• **Arahan Tugas 1**:
Cetak ulang bagian kutipan tentang kerukunan bermasyarakat, mulai dari "Dalam menjalani kehidupan, manusia" sampai dengan "horizontal sesama manusia.", tanpa mengubah satu kata pun.

• **Kutipan**:
_ _ _ _ _ _ _
Pesan Syariat Islam dalam Kerukunan Bermasyarakat
Oleh: Tgk Rusli Daud SHI M Ag, Pimpinan Dayah Mishrul Huda Malikussaleh, Anggota MPU Kota Banda Aceh
Kehidupan dalam masyarakat tidak terlepas dari kehidupan makhluk bernama manusia. Manusia adalah makhluk social yang tidak bisa berdiri sendiri, dalam kehidupan sehari-hari manusia tidak bisa mecukupi kebutuhan dirinya sendiri, pasti memerlukan manusia yamg lain, meskipun manusia itu kaya raya memiliki harta yang banyak serta berkedudukan yang tinggi.
Dalam menjalani kehidupan, manusia selalu berkomunikasi, bersosialisasi serta berinteraksi dengan manusia lainnya. Kesadaran akan subtansi manusia sebagai makhluk social dapat melahirkan rasa tanggung jawab dan mengayomi sesama, sehingga terwujudnya rasa ukhuwwah dalam hubungan horizontal sesama manusia.
_ _ _ _ _ _ _
• **Entri yang Diberikan**:
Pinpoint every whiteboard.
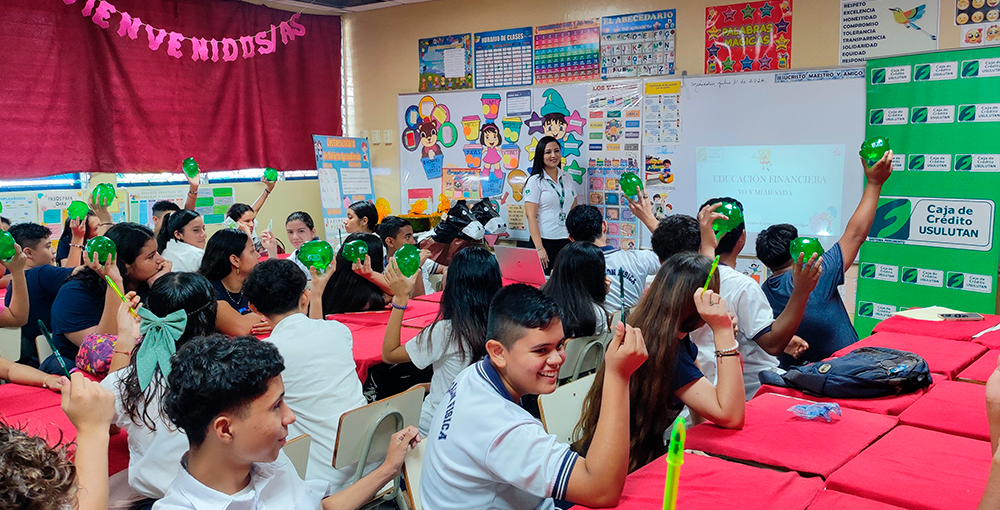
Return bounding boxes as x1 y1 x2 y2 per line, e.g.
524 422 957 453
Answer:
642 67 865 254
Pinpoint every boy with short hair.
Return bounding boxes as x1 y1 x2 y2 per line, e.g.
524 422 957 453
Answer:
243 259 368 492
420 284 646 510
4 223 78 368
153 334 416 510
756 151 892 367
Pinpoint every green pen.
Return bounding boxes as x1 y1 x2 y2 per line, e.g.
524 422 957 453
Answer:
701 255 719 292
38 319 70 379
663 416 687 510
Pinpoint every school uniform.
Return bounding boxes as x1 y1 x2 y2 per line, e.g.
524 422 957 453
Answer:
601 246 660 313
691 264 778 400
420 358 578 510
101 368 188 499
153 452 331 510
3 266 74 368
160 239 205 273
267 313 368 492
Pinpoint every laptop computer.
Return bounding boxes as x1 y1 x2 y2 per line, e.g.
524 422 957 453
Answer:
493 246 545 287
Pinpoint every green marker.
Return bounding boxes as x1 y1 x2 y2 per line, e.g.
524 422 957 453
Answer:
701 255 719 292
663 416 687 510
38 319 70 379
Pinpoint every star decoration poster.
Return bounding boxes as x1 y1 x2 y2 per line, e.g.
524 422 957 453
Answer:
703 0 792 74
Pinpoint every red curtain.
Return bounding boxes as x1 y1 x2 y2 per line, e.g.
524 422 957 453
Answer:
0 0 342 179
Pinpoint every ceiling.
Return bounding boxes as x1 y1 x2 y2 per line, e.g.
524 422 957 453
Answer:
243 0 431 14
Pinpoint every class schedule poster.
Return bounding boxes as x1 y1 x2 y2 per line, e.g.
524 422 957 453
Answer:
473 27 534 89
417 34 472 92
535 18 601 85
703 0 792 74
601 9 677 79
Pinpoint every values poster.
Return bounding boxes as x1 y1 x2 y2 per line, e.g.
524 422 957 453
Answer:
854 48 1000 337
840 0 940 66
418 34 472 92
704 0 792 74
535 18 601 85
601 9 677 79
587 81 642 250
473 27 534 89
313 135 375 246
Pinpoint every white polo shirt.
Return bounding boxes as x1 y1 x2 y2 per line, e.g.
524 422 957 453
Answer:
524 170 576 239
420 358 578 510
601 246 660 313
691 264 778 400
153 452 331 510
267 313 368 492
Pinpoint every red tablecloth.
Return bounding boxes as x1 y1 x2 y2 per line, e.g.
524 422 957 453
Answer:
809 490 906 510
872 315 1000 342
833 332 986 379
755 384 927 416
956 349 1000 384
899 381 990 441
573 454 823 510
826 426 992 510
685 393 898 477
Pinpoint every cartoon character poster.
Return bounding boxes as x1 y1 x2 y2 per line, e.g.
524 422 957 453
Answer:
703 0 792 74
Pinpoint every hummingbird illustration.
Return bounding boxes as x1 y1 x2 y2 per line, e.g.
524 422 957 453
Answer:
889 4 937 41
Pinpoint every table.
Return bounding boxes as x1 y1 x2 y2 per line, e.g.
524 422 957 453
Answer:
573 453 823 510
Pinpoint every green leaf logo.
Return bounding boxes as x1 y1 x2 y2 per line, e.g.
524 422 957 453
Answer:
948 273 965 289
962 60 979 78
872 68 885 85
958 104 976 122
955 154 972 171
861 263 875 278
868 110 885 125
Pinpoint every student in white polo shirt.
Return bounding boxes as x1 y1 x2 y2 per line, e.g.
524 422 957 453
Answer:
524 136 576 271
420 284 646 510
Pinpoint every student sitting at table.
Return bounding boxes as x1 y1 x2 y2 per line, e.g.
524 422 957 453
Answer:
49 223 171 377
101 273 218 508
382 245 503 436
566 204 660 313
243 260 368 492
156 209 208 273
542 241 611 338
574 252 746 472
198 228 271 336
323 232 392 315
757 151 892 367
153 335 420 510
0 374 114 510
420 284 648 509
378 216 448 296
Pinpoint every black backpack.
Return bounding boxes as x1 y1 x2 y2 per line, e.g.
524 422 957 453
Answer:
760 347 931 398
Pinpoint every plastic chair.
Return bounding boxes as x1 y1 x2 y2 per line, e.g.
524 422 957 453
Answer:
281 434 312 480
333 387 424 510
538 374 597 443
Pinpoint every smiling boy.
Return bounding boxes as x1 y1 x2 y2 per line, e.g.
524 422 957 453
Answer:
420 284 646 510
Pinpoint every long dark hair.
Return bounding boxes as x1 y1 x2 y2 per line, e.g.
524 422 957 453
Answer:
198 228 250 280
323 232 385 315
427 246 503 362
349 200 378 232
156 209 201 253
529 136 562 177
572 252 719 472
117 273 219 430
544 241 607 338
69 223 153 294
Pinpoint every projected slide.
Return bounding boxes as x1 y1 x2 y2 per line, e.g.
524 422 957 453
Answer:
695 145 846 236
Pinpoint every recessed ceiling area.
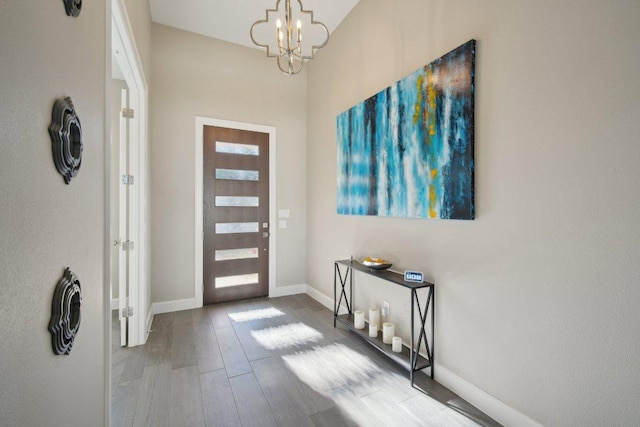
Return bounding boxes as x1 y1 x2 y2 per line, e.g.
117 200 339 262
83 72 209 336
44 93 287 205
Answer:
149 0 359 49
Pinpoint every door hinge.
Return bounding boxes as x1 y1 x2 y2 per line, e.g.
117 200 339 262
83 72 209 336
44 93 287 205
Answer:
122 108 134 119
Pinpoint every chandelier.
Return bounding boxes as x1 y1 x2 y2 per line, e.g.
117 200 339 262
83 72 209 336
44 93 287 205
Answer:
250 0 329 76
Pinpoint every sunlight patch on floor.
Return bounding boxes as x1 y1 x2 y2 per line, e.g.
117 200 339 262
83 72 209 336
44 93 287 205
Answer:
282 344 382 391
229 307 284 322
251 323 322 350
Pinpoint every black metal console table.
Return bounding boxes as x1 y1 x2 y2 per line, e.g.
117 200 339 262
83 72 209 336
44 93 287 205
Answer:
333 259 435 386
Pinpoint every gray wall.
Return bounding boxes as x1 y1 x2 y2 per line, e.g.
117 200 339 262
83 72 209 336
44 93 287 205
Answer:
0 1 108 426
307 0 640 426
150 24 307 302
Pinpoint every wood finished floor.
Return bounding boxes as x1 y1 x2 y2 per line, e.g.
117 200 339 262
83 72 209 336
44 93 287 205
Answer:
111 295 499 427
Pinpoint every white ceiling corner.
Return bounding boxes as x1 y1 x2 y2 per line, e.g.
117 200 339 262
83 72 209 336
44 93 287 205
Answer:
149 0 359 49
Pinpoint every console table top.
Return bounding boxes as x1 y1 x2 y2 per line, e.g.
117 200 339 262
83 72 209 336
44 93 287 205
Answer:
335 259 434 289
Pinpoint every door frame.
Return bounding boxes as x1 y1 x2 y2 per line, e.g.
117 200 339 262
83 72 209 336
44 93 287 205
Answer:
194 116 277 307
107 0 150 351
_ _ _ _ _ _ _
• **Arahan Tugas 2**:
Ubah baris-baris dalam entri, dari baris yang memuat "Pinpoint every green pen." sampai dengan baris yang memuat "0 0 342 179", menjadi daftar bernomor tanpa baris kosong. Sertakan hanya baris-baris tersebut.

• **Jawaban Benar 1**:
Dalam menjalani kehidupan, manusia selalu berkomunikasi, bersosialisasi serta berinteraksi dengan manusia lainnya. Kesadaran akan subtansi manusia sebagai makhluk social dapat melahirkan rasa tanggung jawab dan mengayomi sesama, sehingga terwujudnya rasa ukhuwwah dalam hubungan horizontal sesama manusia.

• **Jawaban Benar 2**:
1. Pinpoint every green pen.
2. Return bounding boxes as x1 y1 x2 y2 per line, e.g.
3. 524 422 957 453
4. Answer:
5. 701 255 719 292
6. 38 319 70 379
7. 663 416 687 510
8. Pinpoint every school uniform.
9. Return bounding boxes as x1 y1 x2 y2 per line, e.g.
10. 524 422 957 453
11. Answer:
12. 601 246 660 313
13. 691 264 778 400
14. 420 358 578 510
15. 101 368 188 499
16. 153 452 331 510
17. 3 266 74 368
18. 160 239 205 273
19. 267 313 368 492
20. Pinpoint every laptop computer.
21. Return bounding boxes as x1 y1 x2 y2 per line, e.g.
22. 524 422 957 453
23. Answer:
24. 493 246 545 287
25. Pinpoint every green marker.
26. Return bounding boxes as x1 y1 x2 y2 per line, e.g.
27. 524 422 957 453
28. Answer:
29. 701 255 719 292
30. 663 416 687 510
31. 38 319 70 379
32. Pinpoint every star decoration poster.
33. Return bounding boxes as x1 y1 x2 y2 per line, e.g.
34. 524 422 957 453
35. Answer:
36. 703 0 792 74
37. Pinpoint every red curtain.
38. Return bounding boxes as x1 y1 x2 y2 per line, e.g.
39. 524 422 957 453
40. Answer:
41. 0 0 342 179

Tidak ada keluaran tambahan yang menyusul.